PROBLEM DESCRIPTION:
Write out the data below again with every "photograph" switched to "image" and everything else left unchanged, omitting the pictures.

## begin

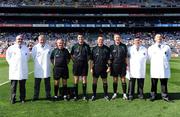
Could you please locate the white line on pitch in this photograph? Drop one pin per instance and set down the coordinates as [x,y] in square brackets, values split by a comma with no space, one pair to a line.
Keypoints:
[9,81]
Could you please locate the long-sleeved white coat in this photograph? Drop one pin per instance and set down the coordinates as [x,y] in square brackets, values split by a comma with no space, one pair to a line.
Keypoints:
[18,62]
[41,57]
[159,61]
[137,61]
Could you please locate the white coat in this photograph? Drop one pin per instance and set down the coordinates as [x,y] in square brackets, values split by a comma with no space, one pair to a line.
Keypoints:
[41,57]
[159,61]
[137,61]
[18,62]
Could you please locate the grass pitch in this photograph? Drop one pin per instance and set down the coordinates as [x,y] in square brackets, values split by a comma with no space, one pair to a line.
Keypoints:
[98,108]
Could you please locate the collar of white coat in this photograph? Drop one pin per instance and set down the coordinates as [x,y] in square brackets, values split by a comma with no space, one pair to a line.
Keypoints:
[39,45]
[134,46]
[156,44]
[17,45]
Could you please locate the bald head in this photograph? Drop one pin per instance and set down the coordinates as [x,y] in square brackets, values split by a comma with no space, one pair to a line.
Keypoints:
[19,39]
[60,43]
[158,38]
[42,39]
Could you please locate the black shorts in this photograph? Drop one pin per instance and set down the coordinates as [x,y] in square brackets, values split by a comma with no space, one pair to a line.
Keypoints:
[118,70]
[80,68]
[60,72]
[99,71]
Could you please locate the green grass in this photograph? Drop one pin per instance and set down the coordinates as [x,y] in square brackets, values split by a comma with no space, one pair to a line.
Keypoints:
[100,107]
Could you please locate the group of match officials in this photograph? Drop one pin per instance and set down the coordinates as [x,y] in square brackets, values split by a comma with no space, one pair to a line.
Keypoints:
[117,59]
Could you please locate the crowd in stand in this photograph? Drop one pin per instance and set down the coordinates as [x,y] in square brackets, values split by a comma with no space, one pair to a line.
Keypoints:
[125,21]
[82,3]
[171,38]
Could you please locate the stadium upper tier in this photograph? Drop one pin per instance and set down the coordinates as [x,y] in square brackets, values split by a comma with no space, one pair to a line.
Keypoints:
[92,3]
[171,38]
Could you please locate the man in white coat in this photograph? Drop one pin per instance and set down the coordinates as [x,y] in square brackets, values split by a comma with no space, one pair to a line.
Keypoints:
[17,57]
[41,56]
[137,68]
[159,55]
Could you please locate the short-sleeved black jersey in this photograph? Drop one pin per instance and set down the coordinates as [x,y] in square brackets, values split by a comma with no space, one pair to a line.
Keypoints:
[100,55]
[60,57]
[80,52]
[118,53]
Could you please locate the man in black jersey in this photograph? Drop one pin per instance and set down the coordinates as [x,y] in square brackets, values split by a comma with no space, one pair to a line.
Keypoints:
[118,64]
[80,54]
[60,58]
[99,66]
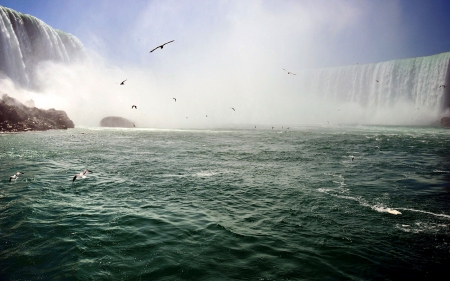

## end

REPLY:
Could you please locate the white line on pitch in this image? Drop one pin per instance and set down the coordinates as [x,y] in square brackets, values split by a comma with no space, one pair to a line.
Keypoints:
[9,81]
Could you please locate the long-sleeved white coat in this image? Drop one pin per instance and set down the coordinates as [x,y] in square brackets, values split by a comma with no space, one pair to a line.
Keypoints:
[18,62]
[41,57]
[159,61]
[137,61]
Could you please locate the white coat in this image? Drop one pin per instance and set down the coordinates as [x,y] in square brackets, values split by a comma with no space, one pair to a line.
Keypoints:
[41,57]
[159,61]
[137,61]
[18,62]
Could you please locate the grass pitch in this image? Drop one pin per instance and set down the coordinates as [x,y] in square brackets, values split by a comma with no space, one pair to a line.
Keypoints:
[98,108]
Could you please locate the collar of white coat in this image? Drop one pin per instance and set down the coordinates as [x,y] in square brackets, values split by a comma with no space, one pair to a line.
Keypoints:
[39,45]
[134,46]
[156,44]
[17,45]
Could you please locate the bald head in this image? Drop one pin per instance and set down the coordinates as [x,y] in square brackets, values split by a comma with no space, one pair to a line.
Keypoints:
[19,39]
[60,43]
[158,38]
[42,39]
Could you please locate the black shorts in this image? Drop one pin per instance and set down the coordinates as [x,y] in square brackets, values split by a comma with no space, one pair to a line.
Keypoints:
[118,70]
[80,68]
[60,72]
[99,71]
Could you please locate the green grass in this image? Drop one pin per instance and set down the coordinates as [x,y] in square brackets, values split by a comma with no space, one pair to a line.
Keypoints:
[100,107]
Could you please locate the group of match officials in this image? Drop one pin per instance and set down the coordinates as [x,y] in square brackets, values split by a comma with no space, one pair to a line.
Keypoints:
[117,59]
Could you please locate the crowd in stand in this image? Drop one pin per instance and set down the coordinates as [x,y] in square brackets, values split by a comma with no space, one pair to a line.
Keypoints:
[125,21]
[82,3]
[171,38]
Could you please locate the stadium upper tier in this image? Drop one pin per instance and set down the coordinates as [x,y] in square brackets, values split by a comma with no space, one pair to a line.
Keypoints:
[92,3]
[171,38]
Could you please locate the man in white coat in this image? Drop one pin per instance and set down the coordinates as [x,y] in square brackets, values split by a comma with no space, one pair to a line.
Keypoints:
[17,57]
[41,56]
[137,68]
[159,55]
Could you please locate the short-sleeved black jersey in this image? Drop one pin per instance and set down the coordinates as [x,y] in square brackets, values split by a comma with no space, one pair to a line.
Keypoints:
[100,55]
[60,57]
[80,52]
[118,53]
Could you please locate the man in black jersey in this image? Drop one pin per instance and set down the coordinates as [x,y] in square brackets, values split by a comma with no space, one pair to a line.
Keypoints:
[118,64]
[80,54]
[60,58]
[99,66]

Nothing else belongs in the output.